Task to complete: Carry on the passage about cross-hybridization in oligonucleotide microarrays, picking up after its final sentence.

Selected excerpt:

# # #

DNA microarrays remain a popular technology for measuring gene expression and other global properties of the genome, with over 2200 experiments representing tens of thousands of samples published in ArrayExpress [1, 2] so far in 2012. Even as next-gen sequencing technology has begun to supersede microarrays for such measurements, many researchers still rely on them for various applications. For instance, in a recent, highly cited sequencing study of plague (Y. pestis), Bos et al.  used microarrays as a capture technology to concentrate samples for sequencing. Stransky et al.  recently used microarrays for the purpose of screening head and neck tumor samples prior to sequencing; these are just two of many examples. In this paper, we report on the potential for stable duplex formation between partially complementary oligonucleotides and unintended DNA targets, which has significant implications for their ability to capture non-target material whether in the context of a wholly microarray-based experiment, or a sample concentration protocol.
The conventional wisdom surrounding design of oligonucleotide microarrays, specifically those of the type that rely on 50–60mer oligonucleotides for detection, was established in the early 2000s. Cross-hybridization is defined as a specific side reaction between a probe and an unintended target to form a stable duplex, and microarray design pipelines generally attempt to avoid this either by screening for defined levels of sequence complementarity, or by using a thermodynamic cutoff, though in the latter cases, sequence complementarity is often used as a pre-screen.

# # #

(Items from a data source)
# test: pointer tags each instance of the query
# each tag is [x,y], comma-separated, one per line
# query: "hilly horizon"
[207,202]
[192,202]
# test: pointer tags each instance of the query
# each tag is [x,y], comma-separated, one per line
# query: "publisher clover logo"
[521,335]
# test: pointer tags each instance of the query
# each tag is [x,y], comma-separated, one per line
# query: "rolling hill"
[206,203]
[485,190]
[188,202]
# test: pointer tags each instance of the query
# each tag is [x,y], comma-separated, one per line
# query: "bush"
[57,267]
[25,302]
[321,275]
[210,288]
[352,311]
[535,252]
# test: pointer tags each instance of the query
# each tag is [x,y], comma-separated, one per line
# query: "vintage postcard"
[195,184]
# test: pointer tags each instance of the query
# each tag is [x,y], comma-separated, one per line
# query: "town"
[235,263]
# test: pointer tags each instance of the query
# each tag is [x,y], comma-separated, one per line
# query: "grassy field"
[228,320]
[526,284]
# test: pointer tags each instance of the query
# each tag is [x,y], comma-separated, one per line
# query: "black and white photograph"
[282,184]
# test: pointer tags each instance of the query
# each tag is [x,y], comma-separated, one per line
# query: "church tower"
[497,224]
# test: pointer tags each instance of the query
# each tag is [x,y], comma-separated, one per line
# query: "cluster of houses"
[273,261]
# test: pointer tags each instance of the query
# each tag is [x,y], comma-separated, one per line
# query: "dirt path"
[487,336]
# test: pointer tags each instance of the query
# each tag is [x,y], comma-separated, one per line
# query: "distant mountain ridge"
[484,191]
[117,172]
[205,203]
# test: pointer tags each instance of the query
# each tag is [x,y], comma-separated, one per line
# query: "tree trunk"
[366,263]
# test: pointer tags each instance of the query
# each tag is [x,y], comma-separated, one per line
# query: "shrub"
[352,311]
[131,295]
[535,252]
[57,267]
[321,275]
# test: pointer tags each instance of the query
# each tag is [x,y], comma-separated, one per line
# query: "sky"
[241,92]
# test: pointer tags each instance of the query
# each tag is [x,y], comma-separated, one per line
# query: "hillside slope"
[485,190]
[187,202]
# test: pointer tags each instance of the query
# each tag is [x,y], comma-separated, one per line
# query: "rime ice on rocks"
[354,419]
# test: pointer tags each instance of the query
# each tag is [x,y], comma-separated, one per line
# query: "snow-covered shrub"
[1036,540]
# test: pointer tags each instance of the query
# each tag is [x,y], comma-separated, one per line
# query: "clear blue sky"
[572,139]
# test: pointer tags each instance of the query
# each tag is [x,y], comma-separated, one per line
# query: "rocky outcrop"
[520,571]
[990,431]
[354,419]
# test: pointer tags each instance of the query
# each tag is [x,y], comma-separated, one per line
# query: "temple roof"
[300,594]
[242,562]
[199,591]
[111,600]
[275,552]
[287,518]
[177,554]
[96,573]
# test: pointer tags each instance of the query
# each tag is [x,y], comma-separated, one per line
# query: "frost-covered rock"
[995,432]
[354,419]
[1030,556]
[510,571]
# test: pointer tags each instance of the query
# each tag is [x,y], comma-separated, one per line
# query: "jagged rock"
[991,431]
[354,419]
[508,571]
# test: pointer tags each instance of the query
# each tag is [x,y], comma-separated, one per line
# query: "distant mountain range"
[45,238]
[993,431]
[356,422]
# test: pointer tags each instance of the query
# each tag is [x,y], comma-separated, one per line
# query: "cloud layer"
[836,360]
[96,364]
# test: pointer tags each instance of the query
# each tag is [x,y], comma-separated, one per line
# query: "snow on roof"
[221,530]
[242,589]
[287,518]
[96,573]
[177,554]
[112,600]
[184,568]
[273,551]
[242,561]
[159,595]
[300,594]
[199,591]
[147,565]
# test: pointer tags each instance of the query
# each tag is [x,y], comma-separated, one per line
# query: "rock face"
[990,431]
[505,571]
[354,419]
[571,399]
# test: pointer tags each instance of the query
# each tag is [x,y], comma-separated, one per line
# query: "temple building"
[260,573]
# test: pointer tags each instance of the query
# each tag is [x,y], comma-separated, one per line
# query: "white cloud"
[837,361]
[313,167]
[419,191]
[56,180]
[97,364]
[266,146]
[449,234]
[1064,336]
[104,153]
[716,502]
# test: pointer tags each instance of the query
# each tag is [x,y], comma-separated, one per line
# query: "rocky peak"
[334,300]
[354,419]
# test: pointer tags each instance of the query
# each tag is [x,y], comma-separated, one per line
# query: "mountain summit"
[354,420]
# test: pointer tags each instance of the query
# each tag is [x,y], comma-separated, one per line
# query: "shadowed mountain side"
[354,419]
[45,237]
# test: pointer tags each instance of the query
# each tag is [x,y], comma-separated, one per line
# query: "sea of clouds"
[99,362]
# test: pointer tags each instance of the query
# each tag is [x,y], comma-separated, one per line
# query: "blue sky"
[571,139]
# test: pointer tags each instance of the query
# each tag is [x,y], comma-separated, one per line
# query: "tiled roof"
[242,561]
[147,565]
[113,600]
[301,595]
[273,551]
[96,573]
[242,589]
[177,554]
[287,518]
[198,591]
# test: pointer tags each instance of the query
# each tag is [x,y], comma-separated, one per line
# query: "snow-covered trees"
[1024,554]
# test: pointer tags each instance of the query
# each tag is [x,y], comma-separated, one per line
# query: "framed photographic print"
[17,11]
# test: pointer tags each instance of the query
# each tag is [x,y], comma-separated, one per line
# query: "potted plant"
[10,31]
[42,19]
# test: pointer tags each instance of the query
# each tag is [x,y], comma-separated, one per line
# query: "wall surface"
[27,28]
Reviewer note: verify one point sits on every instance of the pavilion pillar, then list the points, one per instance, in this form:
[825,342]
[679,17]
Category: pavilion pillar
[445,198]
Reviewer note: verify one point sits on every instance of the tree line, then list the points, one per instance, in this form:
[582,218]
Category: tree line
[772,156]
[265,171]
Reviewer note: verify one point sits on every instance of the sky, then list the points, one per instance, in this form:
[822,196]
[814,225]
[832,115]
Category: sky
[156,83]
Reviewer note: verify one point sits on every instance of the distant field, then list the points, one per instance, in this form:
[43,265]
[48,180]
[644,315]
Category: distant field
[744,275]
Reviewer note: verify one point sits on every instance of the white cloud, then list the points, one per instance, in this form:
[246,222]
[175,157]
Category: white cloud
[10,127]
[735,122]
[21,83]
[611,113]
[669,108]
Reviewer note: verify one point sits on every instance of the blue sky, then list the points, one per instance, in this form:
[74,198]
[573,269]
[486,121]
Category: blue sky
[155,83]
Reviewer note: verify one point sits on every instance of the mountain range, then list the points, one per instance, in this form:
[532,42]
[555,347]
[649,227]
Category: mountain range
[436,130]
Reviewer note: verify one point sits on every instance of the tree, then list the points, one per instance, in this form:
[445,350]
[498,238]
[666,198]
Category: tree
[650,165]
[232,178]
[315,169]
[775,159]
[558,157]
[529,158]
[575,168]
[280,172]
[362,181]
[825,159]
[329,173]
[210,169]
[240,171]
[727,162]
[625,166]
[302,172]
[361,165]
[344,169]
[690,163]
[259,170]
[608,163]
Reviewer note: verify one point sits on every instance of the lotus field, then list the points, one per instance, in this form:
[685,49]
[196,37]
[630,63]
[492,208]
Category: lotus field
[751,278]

# # #

Task answer:
A common criterion for microarray design, used in many oligonucleotide design software pipelines  either as a pre-screen or as the sole predictor of potential cross hybridization, is based largely on an early paper from Kane et al.  and is generally referred to as Kane’s first criterion. This criterion, that eliminating stretches of apparent complementarity longer than 15 nucleotides between a probe and unintended targets will eliminate cross-hybridization, is very convenient for microarray designers, because it justifies the use of fast suffix-tree based methods for sequence screening using a word size that will automatically exclude most entirely random short alignments. While shorter complementary stretches can be identified using Smith-Waterman alignment or other approaches [7, 8], it may be impossible to eliminate shorter cross-hybridizing stretches for every gene in expression experiments, due to the relatively limited sequence space explored by mRNAs and noncoding RNAs .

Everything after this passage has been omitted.